● Exercise brief
Report how many lines of the entries below contain the word "grass", and nothing more.

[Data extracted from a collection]
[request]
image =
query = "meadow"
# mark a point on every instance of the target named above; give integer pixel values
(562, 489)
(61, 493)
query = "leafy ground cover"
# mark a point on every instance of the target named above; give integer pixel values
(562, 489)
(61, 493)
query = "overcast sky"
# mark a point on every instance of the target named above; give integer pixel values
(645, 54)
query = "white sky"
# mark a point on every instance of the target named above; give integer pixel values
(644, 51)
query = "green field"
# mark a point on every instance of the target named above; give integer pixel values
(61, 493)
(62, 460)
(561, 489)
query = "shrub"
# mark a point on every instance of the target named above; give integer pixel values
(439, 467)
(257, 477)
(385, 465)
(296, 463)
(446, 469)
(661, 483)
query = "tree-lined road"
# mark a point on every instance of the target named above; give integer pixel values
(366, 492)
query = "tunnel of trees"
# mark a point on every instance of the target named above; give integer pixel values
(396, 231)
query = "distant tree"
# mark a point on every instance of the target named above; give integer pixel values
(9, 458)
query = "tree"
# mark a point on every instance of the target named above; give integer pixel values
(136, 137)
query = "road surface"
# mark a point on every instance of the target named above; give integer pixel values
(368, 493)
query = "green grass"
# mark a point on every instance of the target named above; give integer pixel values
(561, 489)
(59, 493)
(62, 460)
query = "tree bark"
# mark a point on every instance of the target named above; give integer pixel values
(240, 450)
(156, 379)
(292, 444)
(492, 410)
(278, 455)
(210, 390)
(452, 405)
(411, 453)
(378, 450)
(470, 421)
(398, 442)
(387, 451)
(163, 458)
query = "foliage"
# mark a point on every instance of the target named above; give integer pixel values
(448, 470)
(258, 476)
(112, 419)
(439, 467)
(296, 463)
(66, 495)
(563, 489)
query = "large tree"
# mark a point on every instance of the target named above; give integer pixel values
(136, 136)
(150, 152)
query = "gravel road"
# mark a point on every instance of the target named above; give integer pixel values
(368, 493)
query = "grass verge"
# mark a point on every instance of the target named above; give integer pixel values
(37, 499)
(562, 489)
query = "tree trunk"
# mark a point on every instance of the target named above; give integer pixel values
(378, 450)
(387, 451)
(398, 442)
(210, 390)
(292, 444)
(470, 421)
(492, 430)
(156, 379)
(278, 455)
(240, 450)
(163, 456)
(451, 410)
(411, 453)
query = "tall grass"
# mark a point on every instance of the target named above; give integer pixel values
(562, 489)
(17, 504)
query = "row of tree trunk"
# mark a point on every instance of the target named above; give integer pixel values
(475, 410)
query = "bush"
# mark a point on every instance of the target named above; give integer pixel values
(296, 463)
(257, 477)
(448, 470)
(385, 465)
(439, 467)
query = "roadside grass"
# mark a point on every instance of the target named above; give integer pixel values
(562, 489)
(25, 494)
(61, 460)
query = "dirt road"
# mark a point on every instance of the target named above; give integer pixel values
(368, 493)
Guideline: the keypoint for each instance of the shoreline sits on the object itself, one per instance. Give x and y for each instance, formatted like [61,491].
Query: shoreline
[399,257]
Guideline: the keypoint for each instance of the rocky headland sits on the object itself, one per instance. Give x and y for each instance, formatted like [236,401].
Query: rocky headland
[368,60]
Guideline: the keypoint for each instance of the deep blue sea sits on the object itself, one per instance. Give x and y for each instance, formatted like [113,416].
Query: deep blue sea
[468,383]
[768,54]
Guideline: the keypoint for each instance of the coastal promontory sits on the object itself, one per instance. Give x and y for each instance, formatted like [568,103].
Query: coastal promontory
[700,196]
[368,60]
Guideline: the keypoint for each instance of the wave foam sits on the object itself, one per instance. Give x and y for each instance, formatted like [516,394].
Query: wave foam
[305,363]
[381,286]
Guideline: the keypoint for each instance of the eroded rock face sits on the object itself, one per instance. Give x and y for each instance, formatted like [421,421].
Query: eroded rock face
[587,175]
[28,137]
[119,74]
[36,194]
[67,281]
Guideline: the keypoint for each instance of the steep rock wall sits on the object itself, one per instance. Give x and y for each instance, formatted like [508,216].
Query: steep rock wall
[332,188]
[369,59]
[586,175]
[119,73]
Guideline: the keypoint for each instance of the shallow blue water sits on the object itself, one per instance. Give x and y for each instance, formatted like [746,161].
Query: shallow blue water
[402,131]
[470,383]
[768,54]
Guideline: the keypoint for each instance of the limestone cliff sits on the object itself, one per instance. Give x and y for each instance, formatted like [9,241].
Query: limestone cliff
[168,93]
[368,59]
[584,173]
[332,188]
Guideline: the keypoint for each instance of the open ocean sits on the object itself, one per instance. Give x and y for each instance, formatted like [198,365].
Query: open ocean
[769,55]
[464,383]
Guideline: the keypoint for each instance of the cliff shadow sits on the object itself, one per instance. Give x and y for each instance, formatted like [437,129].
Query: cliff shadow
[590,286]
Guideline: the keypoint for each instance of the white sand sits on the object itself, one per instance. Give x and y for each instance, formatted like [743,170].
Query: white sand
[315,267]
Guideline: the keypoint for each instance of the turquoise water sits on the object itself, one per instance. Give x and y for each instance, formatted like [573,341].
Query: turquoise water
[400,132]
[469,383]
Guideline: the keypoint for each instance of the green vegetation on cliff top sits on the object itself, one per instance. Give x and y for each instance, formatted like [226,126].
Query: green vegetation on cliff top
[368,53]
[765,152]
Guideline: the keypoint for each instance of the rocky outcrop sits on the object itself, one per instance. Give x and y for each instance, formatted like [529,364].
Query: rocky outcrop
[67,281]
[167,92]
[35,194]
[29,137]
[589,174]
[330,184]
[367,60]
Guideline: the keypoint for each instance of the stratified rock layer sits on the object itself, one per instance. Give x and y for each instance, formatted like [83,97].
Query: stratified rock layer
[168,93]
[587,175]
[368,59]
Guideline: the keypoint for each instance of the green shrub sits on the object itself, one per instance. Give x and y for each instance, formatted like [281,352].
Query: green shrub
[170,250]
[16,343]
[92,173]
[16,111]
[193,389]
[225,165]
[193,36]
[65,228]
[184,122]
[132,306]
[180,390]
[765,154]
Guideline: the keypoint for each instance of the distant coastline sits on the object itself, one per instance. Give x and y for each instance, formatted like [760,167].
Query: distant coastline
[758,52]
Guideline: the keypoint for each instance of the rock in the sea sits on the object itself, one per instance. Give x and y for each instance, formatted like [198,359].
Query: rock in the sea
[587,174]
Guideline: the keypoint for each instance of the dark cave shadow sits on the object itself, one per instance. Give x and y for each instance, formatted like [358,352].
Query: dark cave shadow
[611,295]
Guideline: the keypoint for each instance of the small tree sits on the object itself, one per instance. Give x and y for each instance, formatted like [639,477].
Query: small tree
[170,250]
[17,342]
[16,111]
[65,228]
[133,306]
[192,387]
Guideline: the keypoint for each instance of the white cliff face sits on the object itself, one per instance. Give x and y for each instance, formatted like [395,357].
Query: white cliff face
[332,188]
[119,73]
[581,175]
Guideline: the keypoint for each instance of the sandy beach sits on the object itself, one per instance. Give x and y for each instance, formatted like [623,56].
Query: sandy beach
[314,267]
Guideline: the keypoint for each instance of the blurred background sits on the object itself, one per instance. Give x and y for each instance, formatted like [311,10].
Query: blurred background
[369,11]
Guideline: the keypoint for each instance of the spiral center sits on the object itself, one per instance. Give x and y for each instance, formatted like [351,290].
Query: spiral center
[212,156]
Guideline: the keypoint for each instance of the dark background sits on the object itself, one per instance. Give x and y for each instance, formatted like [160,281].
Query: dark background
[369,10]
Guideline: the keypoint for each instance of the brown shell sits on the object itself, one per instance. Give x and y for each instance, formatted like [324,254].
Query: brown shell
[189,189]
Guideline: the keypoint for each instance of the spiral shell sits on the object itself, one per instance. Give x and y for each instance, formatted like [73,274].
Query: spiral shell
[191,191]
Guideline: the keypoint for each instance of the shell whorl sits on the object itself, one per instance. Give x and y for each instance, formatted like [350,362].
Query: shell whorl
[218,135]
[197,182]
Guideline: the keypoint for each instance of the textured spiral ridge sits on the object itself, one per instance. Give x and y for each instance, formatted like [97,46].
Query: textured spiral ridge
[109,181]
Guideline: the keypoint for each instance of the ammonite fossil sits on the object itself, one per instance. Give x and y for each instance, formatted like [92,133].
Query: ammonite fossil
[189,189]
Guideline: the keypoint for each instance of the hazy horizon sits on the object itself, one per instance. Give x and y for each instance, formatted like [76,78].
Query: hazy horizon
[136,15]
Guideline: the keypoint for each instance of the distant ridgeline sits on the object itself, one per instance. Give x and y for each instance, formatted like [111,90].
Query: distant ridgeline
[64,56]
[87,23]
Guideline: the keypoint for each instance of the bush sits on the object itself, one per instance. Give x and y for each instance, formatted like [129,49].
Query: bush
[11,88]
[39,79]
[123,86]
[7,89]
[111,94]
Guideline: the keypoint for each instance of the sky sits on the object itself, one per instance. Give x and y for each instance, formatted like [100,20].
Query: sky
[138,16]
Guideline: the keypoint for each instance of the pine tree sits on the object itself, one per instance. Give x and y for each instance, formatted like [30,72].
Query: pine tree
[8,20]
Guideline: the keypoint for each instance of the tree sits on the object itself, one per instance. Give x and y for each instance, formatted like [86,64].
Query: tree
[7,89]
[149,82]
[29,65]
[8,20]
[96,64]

● Answer space
4